### EXERCISE
Repeat the listing below line by line, exactly, leaving its pictures behind.

### PROVIDED RECORDS
◇ ◇ ◇

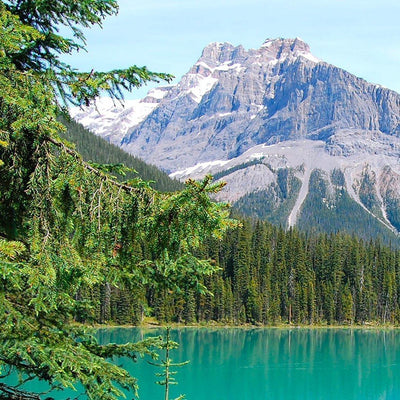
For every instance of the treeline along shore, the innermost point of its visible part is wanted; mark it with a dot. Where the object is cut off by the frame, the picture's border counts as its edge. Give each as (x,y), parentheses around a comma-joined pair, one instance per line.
(269,276)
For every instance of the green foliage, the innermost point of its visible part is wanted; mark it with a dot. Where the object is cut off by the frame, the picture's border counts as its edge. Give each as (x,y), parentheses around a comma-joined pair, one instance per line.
(68,227)
(334,211)
(269,275)
(167,375)
(94,148)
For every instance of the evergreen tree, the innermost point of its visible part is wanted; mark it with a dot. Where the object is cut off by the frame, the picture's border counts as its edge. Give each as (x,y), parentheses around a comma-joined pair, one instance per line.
(67,226)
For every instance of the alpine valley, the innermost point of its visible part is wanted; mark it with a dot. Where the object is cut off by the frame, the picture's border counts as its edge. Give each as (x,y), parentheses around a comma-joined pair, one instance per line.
(299,141)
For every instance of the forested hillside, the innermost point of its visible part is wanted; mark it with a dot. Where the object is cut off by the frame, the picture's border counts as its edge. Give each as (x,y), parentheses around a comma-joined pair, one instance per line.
(95,148)
(268,276)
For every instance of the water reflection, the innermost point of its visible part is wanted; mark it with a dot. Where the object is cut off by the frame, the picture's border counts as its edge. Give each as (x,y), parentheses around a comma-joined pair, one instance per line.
(289,364)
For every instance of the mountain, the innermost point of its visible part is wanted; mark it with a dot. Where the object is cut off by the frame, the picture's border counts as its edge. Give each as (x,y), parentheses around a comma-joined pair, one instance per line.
(299,141)
(96,149)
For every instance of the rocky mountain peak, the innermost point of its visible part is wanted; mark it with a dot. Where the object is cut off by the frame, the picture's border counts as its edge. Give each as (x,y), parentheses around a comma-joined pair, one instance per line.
(218,53)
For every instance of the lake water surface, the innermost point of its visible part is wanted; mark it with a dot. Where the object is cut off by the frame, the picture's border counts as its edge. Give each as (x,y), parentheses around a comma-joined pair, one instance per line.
(289,364)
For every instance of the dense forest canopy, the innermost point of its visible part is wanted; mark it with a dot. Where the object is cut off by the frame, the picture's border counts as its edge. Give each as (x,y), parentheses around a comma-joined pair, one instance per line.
(68,224)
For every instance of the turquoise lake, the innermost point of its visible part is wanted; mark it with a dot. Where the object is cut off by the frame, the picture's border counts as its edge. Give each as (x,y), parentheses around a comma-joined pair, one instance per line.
(260,364)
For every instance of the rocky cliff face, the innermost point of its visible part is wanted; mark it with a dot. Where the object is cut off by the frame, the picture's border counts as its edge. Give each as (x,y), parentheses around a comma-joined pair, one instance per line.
(248,115)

◇ ◇ ◇

### ANSWER TO THIS PROBLEM
For every instance of the treeline along shore, the innermost point of its visible part is wanted; mark it with a dot. Where the object is cut off by the frame, the picture's border counts as its edge. Give each as (x,y), parentheses around a comma-joined pair, one instance per line.
(269,276)
For every instance of the green foliage, the innermost point of its visible part is wanted; mark it with a dot. Where the object is cut off by the frame, the picture's border counts as its edge. Give each as (x,y), parentheses around a comma-joined pair, one instance per line.
(68,227)
(334,211)
(269,275)
(167,375)
(94,148)
For every instance of the evergreen tree, the innermost point of its visible part is wanted; mark it with a dot. Where the object is cut off by the frame, the picture's border counts as its edge. Give each as (x,y), parentheses around a comma-joined pair, one instance per line.
(67,226)
For every instance of the alpine valley, the innermost point of its visible part is wanted; mark it with a dot. Where the object is cut off by the frame, the picture's border counts as its edge. Give each as (x,y), parentheses around a comma-joined pair, one instance per line.
(299,141)
For every instance of the forested hillside, the innermost point of its visible part is wanted; mark it with a dot. Where the object is cut off by the frame, the picture's border counts as its edge. Give each as (x,y), parentheses around a comma-joined pair, one instance per line.
(95,148)
(268,276)
For every instance of the water reflection, the innermost point of its visible part is wanted; mark it with a dot. Where the object is cut off by the frame, the picture's border counts as its edge. Give each as (x,y), parentheses around a comma-joined pair, one instance per line.
(289,364)
For every instance of the mountain, the innermost point of its visible part is wanted; mark it with a dot. Where the object is cut off by the frame, the picture's border counts as its edge. Give each as (x,y), parentheses around a comma-joined pair, one instance per line.
(299,141)
(96,149)
For every instance of the rocky mountain peak, the innermost point of its visible part is wanted; mark it with a dot. Where the object is cut off by the frame, the picture's border counts as its edge. Give each as (x,y), parentheses around a comma-joined pair, one instance per line.
(218,53)
For every instance of the lake water surface, the innermost point of its visible part is wanted; mark it with a dot. Where the object is cut off by the frame, the picture's border counts as its edge. Give each as (x,y), parentheses around a comma-joined pair, one instance per line.
(289,364)
For every instance of the dense forest canopy, the innermost point of its visible part is wanted; mark it with a dot. Where the object is cut off by the frame, the picture's border counts as its edge. Give each as (x,y), parentheses around a comma-joined pair, one instance per line.
(68,224)
For every instance of the turquoise lake, the innermost point of its visible part is wanted; mark it with a dot. Where the object is cut off by the frame, the picture's border counts as its edge. Give each as (x,y), parentheses around a comma-joined pair, one instance per line.
(260,364)
For every instance of the rocky cliff face, the innermost point of its visible part is wanted; mark it with a dot. Where the object is cut off by the frame, the picture's border counts as its edge. Give each as (x,y), parentheses around a comma-joined pair, one instance per line.
(248,115)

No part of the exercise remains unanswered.